▶ _GIVEN PASSAGE_:
# # # # #

On average users answer ~66% questions correctly. Let's look how it is different from user to user.

**Answers by users**

In [None]:
grouped_by_user_df = train_questions_only_df.groupby('user_id')

In [None]:
user_answers_df = grouped_by_user_df.agg({'answered_correctly': ['mean', 'count'] })

user_answers_df[('answered_correctly','mean')].hist(bins = 100)

Look's noisy, let's clear it a little bit

In [None]:
user_answers_df[('answered_correctly','count')].hist(bins = 100)

In [None]:
(user_answers_df[('answered_correctly','count')]< 50).mean()

54% of users answered less than 50 questions. Let's divide all users into novices and active users

In [None]:
user_answers_df[user_answers_df[('answered_correctly','count')]< 50][('answered_correctly','mean')].mean()

In [None]:
user_answers_df[user_answers_df[('answered_correctly','count')]< 50][('answered_correctly','mean')].hist(bins = 100)

In [None]:
user_answers_df[user_answers_df[('answered_correctly','count')] >= 50][('answered_correctly','mean')].hist(bins = 100)

In [None]:
user_answers_df[user_answers_df[('answered_correctly','count')] >= 50][('answered_correctly','mean')].mean()

We can see that active users do much better than novices. But anyway average user score is lower than the overall % of correct answers. It means heavy users have even better scores. Let's look at them.

In [None]:
user_answers_df[user_answers_df[('answered_correctly','count')] >= 500][('answered_correctly','mean')].hist(bins = 100)

In [None]:
import matplotlib.pyplot as plt
plt.scatter(x = user_answers_df[('answered_correctly','count')], y=user_answers_df[ ('answered_correctly','mean')])

Timestamp, the average score for the active user, and the number of questions answered can be useful for baseline.

**Answers by content**

In [None]:
grouped_by_content_df = train_questions_only_df.groupby('content_id')

In [None]:
content_answers_df = grouped_by_user_df.agg({'answered_correctly': ['mean', 'count'] })

In [None]:
content_answers_df[('answered_correctly','count')].hist(bins = 100)

In [None]:
content_answers_df[('answered_correctly','mean')].hist(bins = 100)

Different questions have different popularity and complexity, and it can also be used in the baseline.

In [None]:
content_answers_df[content_answers_df[('answered_correctly','count')]>50][('answered_correctly','mean')].hist(bins = 100)

# # # # #

▶ _TASK OBJECTIVE_: Rewrite everything in the answer-rate passage from "We can see that" down to "useful for baseline.", changing "heavy users" to "frequent users".

▶ _RAW DATA_:
# # # # #

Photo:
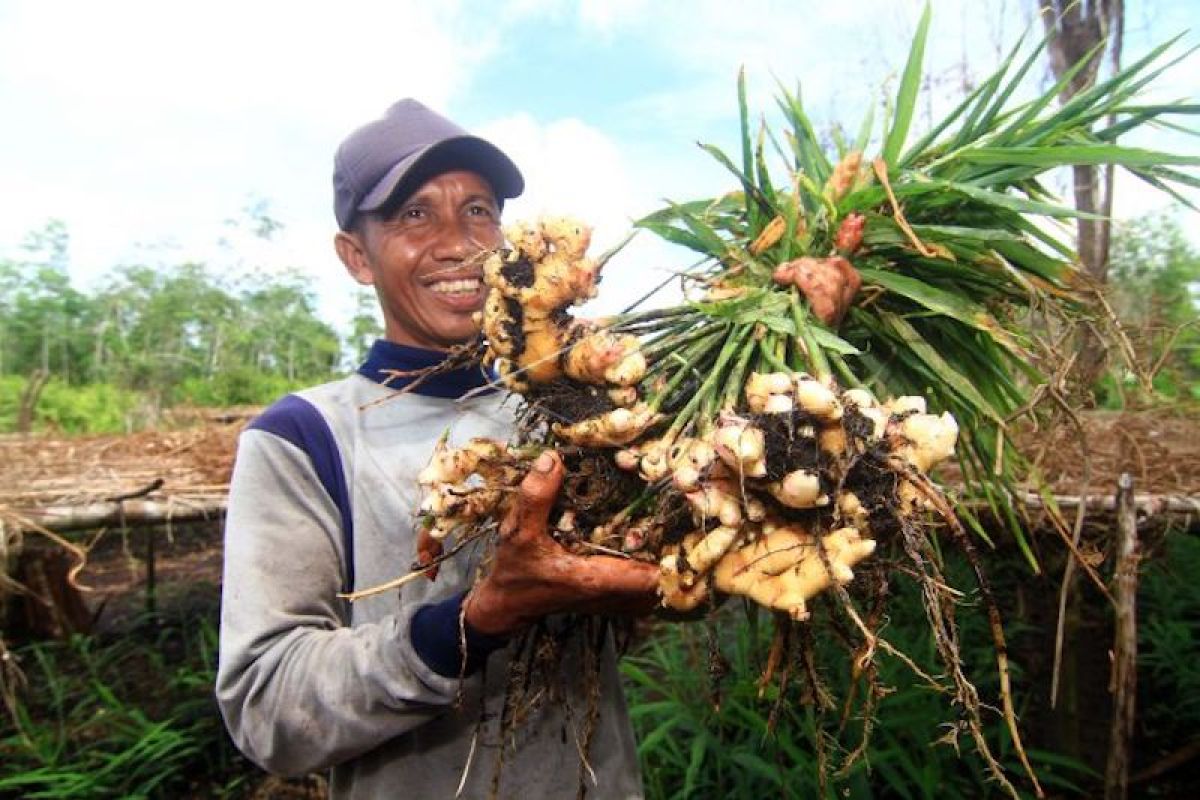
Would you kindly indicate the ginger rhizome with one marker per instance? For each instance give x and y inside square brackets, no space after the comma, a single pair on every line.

# # # # #

▶ _SOLUTION FOR THIS PROBLEM_:
We can see that active users do much better than novices. But anyway average user score is lower than the overall % of correct answers. It means frequent users have even better scores. Let's look at them.

In [None]:
user_answers_df[user_answers_df[('answered_correctly','count')] >= 500][('answered_correctly','mean')].hist(bins = 100)

In [None]:
import matplotlib.pyplot as plt
plt.scatter(x = user_answers_df[('answered_correctly','count')], y=user_answers_df[ ('answered_correctly','mean')])

Timestamp, the average score for the active user, and the number of questions answered can be useful for baseline.